Extracted data entries
•••
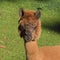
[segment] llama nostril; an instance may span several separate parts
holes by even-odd
[[[25,31],[25,34],[30,36],[31,32],[30,31]]]

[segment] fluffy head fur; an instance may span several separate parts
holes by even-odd
[[[40,11],[34,12],[20,9],[19,16],[18,31],[20,37],[23,37],[25,41],[36,40],[41,31]]]

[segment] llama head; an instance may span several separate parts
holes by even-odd
[[[18,21],[18,31],[20,37],[23,37],[24,41],[35,40],[40,15],[41,13],[39,9],[37,9],[36,12],[30,10],[25,11],[22,8],[19,10],[20,19]]]

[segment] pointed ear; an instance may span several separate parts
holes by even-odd
[[[41,12],[40,12],[40,9],[38,8],[37,11],[35,12],[35,17],[36,19],[39,19],[41,16]]]
[[[19,16],[22,17],[24,15],[24,10],[23,8],[20,8],[19,9]]]

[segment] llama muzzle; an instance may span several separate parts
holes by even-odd
[[[30,26],[18,26],[18,30],[20,31],[20,37],[22,37],[25,41],[30,41],[33,39],[32,37],[32,33],[33,33],[33,29],[29,29]]]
•••
TASK INSTRUCTIONS: Among the preceding records, how many lines include the word "segment"? Reply with the number only.

ANSWER BOX: 5